*EXERCISE MATERIAL*.

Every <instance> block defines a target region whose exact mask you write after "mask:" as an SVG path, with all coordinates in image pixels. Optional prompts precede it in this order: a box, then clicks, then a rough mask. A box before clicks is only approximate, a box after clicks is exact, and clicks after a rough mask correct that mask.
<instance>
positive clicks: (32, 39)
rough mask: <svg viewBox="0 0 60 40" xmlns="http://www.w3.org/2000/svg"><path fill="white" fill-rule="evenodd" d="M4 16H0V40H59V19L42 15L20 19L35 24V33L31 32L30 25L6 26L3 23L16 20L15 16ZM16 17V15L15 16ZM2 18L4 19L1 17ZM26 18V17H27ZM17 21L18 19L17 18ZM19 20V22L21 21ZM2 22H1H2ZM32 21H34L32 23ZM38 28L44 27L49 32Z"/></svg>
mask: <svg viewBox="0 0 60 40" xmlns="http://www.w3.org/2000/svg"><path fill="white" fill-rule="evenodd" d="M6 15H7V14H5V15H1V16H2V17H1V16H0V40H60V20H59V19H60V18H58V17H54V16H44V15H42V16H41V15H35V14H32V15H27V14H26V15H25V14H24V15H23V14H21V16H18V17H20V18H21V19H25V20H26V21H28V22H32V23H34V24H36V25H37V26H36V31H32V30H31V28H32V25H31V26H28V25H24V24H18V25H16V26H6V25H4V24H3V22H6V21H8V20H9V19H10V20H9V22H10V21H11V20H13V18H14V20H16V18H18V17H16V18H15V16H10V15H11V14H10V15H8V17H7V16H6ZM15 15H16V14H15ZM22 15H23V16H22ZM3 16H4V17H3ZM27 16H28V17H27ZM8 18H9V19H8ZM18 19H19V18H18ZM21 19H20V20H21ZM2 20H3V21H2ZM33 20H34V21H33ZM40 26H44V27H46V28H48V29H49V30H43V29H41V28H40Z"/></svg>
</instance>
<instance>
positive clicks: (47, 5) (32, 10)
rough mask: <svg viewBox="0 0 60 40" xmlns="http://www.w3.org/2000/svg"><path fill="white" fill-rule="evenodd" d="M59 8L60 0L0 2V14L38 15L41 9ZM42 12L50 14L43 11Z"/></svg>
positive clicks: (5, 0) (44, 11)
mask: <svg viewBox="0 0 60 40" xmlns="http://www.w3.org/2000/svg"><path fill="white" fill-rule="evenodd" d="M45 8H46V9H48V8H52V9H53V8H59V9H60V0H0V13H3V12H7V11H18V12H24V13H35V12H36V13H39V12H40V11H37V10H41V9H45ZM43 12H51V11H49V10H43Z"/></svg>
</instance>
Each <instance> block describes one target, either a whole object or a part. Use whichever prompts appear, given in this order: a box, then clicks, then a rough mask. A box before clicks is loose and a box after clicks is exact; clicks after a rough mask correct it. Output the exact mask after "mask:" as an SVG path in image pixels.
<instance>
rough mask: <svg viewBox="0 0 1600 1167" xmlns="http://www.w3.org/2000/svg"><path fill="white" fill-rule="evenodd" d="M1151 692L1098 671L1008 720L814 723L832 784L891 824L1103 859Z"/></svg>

...

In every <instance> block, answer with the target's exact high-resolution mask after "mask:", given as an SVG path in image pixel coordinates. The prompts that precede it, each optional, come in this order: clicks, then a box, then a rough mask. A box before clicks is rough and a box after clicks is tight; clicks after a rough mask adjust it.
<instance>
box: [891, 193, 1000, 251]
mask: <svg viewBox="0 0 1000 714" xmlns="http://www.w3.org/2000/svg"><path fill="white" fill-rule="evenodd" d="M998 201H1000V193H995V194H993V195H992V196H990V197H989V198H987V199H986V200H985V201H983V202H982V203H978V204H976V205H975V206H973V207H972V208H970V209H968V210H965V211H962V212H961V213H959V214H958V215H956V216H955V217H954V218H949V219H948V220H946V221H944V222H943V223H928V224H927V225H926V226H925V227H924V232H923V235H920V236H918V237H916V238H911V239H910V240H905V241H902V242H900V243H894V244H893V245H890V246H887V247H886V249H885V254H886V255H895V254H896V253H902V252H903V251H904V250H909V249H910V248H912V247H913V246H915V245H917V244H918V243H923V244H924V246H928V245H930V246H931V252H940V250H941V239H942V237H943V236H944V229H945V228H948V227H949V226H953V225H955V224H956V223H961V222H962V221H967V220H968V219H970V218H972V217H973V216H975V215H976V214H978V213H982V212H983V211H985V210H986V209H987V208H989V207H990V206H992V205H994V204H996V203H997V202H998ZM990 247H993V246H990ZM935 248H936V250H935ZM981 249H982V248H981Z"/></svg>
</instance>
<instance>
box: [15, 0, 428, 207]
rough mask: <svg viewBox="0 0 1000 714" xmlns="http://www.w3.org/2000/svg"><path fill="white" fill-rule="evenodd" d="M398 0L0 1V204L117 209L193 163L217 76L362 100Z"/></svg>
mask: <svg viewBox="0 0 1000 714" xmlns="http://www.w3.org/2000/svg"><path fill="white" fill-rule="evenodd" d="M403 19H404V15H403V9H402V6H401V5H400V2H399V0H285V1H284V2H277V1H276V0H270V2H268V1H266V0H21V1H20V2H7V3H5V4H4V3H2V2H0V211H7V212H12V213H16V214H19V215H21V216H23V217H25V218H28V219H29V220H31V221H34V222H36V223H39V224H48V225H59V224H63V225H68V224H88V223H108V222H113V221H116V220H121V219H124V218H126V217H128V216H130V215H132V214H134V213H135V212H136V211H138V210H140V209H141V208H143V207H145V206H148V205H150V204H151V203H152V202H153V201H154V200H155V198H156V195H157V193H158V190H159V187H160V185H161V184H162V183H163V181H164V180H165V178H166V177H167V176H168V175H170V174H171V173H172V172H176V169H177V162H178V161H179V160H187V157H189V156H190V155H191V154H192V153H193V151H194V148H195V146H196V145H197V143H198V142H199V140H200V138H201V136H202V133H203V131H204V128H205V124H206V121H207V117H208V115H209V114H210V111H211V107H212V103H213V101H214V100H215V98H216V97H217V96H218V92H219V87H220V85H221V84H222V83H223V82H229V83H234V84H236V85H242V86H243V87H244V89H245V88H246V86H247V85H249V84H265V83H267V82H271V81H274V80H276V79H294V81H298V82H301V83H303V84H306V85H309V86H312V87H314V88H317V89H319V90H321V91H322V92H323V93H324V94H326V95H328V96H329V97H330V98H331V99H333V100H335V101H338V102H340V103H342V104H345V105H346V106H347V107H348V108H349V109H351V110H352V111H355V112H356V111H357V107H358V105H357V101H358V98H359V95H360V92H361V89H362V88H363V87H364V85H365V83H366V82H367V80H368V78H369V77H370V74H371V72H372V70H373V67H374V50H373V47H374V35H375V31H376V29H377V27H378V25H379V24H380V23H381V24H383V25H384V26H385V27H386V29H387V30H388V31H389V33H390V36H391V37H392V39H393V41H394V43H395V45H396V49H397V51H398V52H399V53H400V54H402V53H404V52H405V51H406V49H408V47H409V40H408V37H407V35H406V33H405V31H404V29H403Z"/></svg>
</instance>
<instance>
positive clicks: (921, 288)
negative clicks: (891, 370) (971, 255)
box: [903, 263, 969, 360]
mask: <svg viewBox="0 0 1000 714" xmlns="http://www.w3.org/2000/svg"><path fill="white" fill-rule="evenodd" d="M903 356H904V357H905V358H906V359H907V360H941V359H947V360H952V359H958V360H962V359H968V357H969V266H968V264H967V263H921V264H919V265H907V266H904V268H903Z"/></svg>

*WHAT IS NEEDED*. Change every "rough mask" to "coarse mask" in the items from the line containing "Every <instance> block defines" through the line containing "16H0V40H59V19L42 15L20 19L35", inclusive. Give those lines again and leave everything else in them unchanged.

*WORKED SOLUTION*.
Every <instance> block defines a target region whose exact mask you write after "mask:" as an SVG path, with all coordinates in image pixels. Optional prompts precede it in this order: a box, then clicks, then a coarse mask. A box before clicks is only approximate, a box after clicks is exact, and clicks after a coarse mask correct that mask.
<instance>
positive clicks: (32, 39)
coarse mask: <svg viewBox="0 0 60 40" xmlns="http://www.w3.org/2000/svg"><path fill="white" fill-rule="evenodd" d="M4 16H0V40H59V19L42 15L20 19L35 24V33L31 32L30 25L6 26L3 23L16 20L15 16ZM16 17V15L15 16ZM2 18L4 19L1 17ZM26 18V17H27ZM17 21L18 19L17 18ZM19 20V22L21 21ZM2 22H1H2ZM32 21H34L32 23ZM38 28L44 27L49 32Z"/></svg>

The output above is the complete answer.